## begin Data extract

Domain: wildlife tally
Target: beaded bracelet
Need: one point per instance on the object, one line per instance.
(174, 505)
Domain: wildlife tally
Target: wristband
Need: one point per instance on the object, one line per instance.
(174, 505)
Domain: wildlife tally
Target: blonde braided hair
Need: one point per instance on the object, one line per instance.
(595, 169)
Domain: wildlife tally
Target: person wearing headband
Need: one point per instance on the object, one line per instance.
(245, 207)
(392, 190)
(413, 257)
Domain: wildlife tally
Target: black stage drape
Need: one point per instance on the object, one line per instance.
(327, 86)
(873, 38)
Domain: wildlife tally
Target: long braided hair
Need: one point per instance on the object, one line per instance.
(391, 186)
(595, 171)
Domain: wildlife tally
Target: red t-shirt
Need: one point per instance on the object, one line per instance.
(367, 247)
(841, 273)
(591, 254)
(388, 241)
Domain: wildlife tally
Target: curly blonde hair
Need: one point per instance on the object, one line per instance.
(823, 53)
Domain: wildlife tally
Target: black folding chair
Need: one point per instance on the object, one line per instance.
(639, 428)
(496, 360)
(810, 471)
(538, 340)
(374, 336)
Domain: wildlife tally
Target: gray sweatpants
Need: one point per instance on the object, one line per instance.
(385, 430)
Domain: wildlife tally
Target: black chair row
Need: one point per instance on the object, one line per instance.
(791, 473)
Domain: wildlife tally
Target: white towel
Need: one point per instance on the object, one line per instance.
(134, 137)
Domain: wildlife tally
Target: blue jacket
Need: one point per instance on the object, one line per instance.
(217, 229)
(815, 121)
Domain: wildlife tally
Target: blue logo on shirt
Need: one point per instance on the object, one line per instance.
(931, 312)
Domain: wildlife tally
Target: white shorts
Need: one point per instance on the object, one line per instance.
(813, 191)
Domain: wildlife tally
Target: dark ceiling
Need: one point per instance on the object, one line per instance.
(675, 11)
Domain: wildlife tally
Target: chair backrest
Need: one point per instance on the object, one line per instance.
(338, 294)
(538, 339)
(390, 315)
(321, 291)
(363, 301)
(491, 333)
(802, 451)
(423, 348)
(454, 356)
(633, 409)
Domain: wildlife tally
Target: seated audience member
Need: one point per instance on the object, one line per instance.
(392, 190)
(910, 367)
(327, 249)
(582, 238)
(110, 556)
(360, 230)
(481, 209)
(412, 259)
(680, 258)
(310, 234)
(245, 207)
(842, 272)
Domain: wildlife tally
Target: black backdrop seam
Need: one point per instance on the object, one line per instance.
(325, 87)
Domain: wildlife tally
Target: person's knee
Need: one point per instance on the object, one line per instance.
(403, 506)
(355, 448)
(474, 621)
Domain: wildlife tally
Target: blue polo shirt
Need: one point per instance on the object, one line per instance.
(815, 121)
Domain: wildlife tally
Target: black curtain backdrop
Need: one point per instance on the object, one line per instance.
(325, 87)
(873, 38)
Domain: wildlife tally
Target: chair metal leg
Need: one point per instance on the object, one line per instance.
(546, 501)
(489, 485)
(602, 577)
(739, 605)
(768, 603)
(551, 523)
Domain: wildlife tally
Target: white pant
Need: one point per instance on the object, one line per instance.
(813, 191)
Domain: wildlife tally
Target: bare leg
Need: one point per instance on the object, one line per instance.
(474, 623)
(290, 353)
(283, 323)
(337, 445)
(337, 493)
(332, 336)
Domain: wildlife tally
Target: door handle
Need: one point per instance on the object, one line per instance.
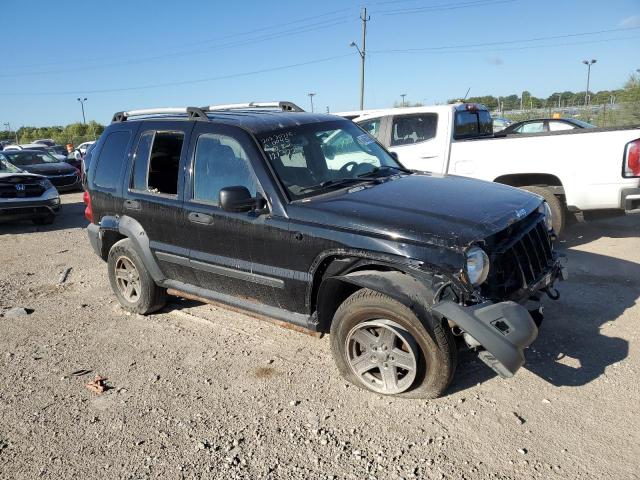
(203, 218)
(132, 204)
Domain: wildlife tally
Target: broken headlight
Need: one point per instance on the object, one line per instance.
(545, 210)
(477, 267)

## end Data extract

**What this task involves**
Reproduce the data word for word, excluding its pictures.

**Right answer**
Domain: wildlife tally
Target: beaded bracelet
Need: one point per instance on the object, one line per instance.
(174, 505)
Domain: wildlife tally
Target: wristband
Need: one point per instance on the object, one line per instance.
(174, 505)
Domain: wildlife tally
Target: blonde braided hair
Need: one point per instance on the object, one line per instance.
(595, 169)
Domain: wildlife tally
Target: person wearing headband
Need: one point per instance on the object, one line per instance.
(245, 207)
(392, 190)
(413, 257)
Domain: wildlife tally
Target: black stage drape
Need: one point per instance on the object, one line per instance.
(327, 86)
(873, 38)
Domain: wildlife tally
Target: long braided hair
Need: one point per instance on the object, one line per instance.
(391, 186)
(595, 171)
Domain: wildlife tally
Target: red t-shirt
Need: one point per instance on the object, one line per instance.
(367, 247)
(841, 273)
(591, 254)
(388, 241)
Domain: wildlife tally
Target: curly blonde hair
Need: one point per instance on the object, one line per instance.
(823, 53)
Domain: wildlife tally
Target: black folding chair
Need: one point per instance on the object, one line per instance.
(639, 428)
(496, 360)
(810, 471)
(538, 340)
(374, 336)
Domain: wildlife tally
Target: gray sweatpants
Need: one point per instance on the object, one line per instance.
(385, 430)
Domain: wildlife tally
Target: black chair row
Need: one point per instance on the object, one line per instance.
(791, 473)
Domain: wildlife tally
Target: white towel
Need: one point per instance on the object, one line per instance.
(134, 137)
Domain: wildlife tally
Target: blue jacket
Need: one point per instance on the object, one line per instance.
(217, 229)
(815, 121)
Domain: wildlife tally
Target: blue logo on shirt
Need: one point per instance on the object, one line per instance.
(931, 312)
Domain: wildlife tally
Target: white shorts
Need: one point per instance on the object, one line per instance.
(813, 191)
Domain: wildlife tally
Target: dark ceiling
Need: one point per instance on the object, one line per instance.
(675, 11)
Domain: wildlife tally
Target: chair backrest
Need: one point per instance on the object, one line per instance.
(338, 294)
(538, 339)
(390, 315)
(321, 291)
(363, 301)
(491, 333)
(802, 451)
(423, 348)
(454, 356)
(633, 409)
Domain: wildlife tally
Target: seated audience member
Need: one point per instance on the object, one line per instance.
(392, 190)
(910, 367)
(327, 249)
(582, 238)
(110, 556)
(360, 230)
(481, 209)
(412, 259)
(680, 258)
(310, 234)
(245, 207)
(842, 272)
Domain: wildlife tally
Target: black backdrop seam
Need: one point per instance on the object, one line per instance.
(325, 87)
Domain: wildlife tally
Target: person's knee
Need: one point per instance on the object, one line per instance.
(403, 506)
(355, 448)
(474, 621)
Domain: wildlife tally
Target: blue polo shirt
Need: one point per instance on the object, one line per instance.
(815, 121)
Domain: wildlife tally
Target: black curtain backdrop
Need: one point per instance on the object, one line per instance.
(325, 87)
(873, 38)
Domain: wildlife tally
Target: chair metal leg
Need: one point per instance on the object, one line per instance.
(546, 501)
(489, 485)
(602, 577)
(739, 605)
(768, 603)
(551, 523)
Domain: wildlife tally
Target: white pant
Need: one point per instance on the object, one line per instance.
(813, 191)
Domain: wildlife tally
Target: bare leg
Need: one point per instance on the object, one line per instance.
(474, 623)
(290, 353)
(283, 323)
(337, 445)
(337, 493)
(332, 336)
Domain: wildlife tally
Target: door handle
Need: one point per instance on the object, one line per instance.
(203, 218)
(132, 204)
Domain: wildlife tally
Target: broken headlight
Need: one point per instance on the object, one line per instance.
(545, 210)
(477, 267)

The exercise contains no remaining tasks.